• Exercise objective: Continue the article on data-centricity in biomedical NLP from the point where it ends.

• Document segment:
★ ★ ★
Data-centricity Is the Future of Biomedical NLP

Natural Language Processing (NLP) has a variety of applications in the biomedical domain, some of which are Named Entity Recognition, Document Classification, Relationship Discovery, and Information Extraction. The global market size for NLP applications in healthcare and life sciences is expected to grow from USD 1.8 billion in 2021 to USD 4.3 billion by 2026. Until a few years ago, a lot of this NLP work was being done using diverse models. However, with the advent of foundational models based on transformers, this field has seen massive convergence. Nowadays, many NLP models are built around fine-tuning these foundational models for specific tasks. However, harnessing the power of NLP in the biomedical domain will require a lot more than just the development of larger and larger language models.

‍

NLP Models - Bigger Is Not Always Better

The success of pre-trained language models after the discovery of Transformers in 2017 has also led to a kind of arms race in the NLP domain. Every few months, we see the release of an even bigger model with a lot more parameters. However, increasing the number of parameters beyond a point becomes prohibitive in terms of cost and time. According to some estimates, training GPT-3 costs around USD 12 million and takes a few weeks on several powerful GPUs. Hope comes in the form of some studies that showed that much smaller models like T0 with 11 billion parameters perform better than GPT-3 with 175 billion parameters on many language tasks.

The BERT-Large model released by Google had 340 million parameters, GPT-3 by OpenAI has 175 billion parameters, and PaLM by Google with 540 billion parameters. Efforts are in full swing to train even larger language models!
★ ★ ★
• Entries shown:
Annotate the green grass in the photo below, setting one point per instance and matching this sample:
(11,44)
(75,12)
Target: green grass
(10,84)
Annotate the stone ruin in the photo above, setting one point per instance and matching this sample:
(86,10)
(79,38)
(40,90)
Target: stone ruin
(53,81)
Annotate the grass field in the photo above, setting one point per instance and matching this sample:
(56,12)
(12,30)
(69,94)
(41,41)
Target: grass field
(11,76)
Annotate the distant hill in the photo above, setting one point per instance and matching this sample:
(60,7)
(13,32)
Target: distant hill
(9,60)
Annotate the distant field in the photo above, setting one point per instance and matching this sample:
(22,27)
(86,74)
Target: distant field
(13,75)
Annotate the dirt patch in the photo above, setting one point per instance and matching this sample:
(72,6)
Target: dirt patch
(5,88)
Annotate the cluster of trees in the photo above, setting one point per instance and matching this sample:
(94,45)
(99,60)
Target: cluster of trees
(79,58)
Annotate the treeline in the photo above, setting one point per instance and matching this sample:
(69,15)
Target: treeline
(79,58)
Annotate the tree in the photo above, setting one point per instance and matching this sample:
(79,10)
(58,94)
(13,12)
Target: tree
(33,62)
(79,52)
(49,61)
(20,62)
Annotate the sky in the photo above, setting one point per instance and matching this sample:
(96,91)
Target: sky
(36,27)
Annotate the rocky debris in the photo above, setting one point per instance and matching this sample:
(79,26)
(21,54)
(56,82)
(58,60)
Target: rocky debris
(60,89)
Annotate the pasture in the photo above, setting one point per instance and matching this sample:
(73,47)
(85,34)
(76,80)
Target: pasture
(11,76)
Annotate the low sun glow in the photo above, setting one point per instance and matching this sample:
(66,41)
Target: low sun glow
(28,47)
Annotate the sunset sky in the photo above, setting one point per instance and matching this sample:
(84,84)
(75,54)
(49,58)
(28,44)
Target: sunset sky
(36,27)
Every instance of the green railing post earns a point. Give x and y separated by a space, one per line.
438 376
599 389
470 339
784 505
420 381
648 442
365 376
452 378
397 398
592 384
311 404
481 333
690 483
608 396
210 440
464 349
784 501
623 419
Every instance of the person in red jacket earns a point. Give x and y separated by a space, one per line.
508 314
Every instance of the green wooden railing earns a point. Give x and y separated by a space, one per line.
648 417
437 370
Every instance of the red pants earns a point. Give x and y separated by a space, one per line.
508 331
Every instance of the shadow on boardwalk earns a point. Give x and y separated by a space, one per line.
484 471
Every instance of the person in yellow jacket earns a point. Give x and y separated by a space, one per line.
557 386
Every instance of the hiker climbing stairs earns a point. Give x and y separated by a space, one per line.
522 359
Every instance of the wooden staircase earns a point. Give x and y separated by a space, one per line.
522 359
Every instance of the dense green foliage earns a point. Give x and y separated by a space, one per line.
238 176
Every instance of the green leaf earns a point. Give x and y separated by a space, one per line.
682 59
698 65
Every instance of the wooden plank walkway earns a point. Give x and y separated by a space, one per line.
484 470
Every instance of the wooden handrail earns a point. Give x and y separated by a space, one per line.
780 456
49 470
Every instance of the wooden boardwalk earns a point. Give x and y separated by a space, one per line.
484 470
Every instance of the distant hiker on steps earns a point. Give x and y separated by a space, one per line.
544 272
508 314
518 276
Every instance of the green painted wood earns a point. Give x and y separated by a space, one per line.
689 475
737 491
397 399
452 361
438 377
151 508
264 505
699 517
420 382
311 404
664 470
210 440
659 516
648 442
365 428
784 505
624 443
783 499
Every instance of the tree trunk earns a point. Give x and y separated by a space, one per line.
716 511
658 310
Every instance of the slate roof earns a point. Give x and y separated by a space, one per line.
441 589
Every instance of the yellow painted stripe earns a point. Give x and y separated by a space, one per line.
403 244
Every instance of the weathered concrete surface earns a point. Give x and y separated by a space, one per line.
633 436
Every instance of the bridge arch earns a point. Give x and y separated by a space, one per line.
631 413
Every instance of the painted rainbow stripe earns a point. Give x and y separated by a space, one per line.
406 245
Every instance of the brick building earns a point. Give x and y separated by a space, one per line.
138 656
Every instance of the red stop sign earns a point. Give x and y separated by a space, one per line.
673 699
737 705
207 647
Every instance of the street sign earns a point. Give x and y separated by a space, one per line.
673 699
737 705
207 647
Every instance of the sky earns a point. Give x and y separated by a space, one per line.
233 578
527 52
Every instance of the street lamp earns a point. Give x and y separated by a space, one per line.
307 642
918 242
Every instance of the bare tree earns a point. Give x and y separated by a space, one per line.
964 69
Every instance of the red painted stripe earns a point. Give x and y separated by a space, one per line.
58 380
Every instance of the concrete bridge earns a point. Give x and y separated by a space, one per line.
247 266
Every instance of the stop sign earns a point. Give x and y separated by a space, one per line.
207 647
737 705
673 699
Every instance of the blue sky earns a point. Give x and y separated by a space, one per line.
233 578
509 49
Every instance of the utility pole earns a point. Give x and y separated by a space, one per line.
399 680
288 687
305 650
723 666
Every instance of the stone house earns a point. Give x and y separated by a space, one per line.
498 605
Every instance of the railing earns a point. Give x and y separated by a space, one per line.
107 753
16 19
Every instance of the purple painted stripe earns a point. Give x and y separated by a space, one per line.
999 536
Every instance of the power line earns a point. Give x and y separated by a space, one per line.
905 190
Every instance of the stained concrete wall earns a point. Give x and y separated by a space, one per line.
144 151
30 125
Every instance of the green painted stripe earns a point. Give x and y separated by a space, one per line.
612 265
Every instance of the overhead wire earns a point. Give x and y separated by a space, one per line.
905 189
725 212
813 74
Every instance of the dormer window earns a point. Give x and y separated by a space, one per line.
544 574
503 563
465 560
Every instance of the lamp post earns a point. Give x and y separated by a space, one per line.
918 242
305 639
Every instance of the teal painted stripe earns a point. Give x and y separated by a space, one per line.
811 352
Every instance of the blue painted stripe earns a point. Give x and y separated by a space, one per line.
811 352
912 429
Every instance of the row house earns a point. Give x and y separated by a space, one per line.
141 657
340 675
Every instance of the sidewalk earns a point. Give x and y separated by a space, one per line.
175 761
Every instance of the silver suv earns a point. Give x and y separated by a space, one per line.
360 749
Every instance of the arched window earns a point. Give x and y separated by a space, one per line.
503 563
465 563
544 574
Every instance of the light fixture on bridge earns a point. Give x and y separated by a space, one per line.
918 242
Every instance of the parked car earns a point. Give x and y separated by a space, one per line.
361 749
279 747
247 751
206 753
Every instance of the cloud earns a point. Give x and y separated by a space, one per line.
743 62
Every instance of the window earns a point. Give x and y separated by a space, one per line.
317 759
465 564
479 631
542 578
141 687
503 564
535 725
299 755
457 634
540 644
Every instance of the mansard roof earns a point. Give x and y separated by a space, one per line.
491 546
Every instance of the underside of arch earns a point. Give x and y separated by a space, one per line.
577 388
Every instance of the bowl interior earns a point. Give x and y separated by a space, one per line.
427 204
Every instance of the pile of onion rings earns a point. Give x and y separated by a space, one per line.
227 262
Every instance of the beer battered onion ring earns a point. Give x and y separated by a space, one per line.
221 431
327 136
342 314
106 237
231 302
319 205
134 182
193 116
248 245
★ ★ ★
• Response below:
‍

Comparative performance of GPT-3 with 175 billion parameters and T0 model with 11 billion parameters, and clearly T0 significantly beats GPT-3 in some tasks.
Image Source : https://huggingface.co/blog/large-language-models

‍

NLP Models Need Re-training with Biomedical Data

Soon after the release of the BERT model in 2018, it was felt that this pre-trained model could not be directly used for biomedical applications since it had been trained on general English texts which do not have sufficient biomedical context. After all, ML models can only learn the patterns they see in the data! To address this issue, two models, PubMedBERT and BioBERT, were subsequently released after training the original BERT model architecture on millions of texts from the PubMed database, which is the standard repository for biomedical research articles. And interestingly, these two models trained specifically on biomedical texts significantly outperform the original pre-trained BERT model on most biomedical tasks. This now raises the question of what happens when a new larger foundational model is released. Do we need to train the new architecture on biomedical data again? This is again very expensive and time-consuming. And it is also not clear a priori if this approach will necessarily lead to a significant gain over other existing language models pre-trained using PubMed data, which will justify the vast resources put into this training process. Added to this is the limited availability of high-quality labeled data in the biomedical domain, which leads to poor performance by even such large language models.

‍

What We Need: a Data-centric Approach

‍

Schematic of a data-centric approach and how it is different from a model-centric approach.

‍

The primary issue in the BioNLP domain then is :

‍

How to get further improvement in prediction accuracy without changing the underlying foundational model being used?

Labelling of biomedical data for NLP tasks is usually a tedious process and prone to human errors. This is where data-centric models come into the picture since they lead to significant improvement in final performance by iteratively improving the data quality without changing the final predictive models.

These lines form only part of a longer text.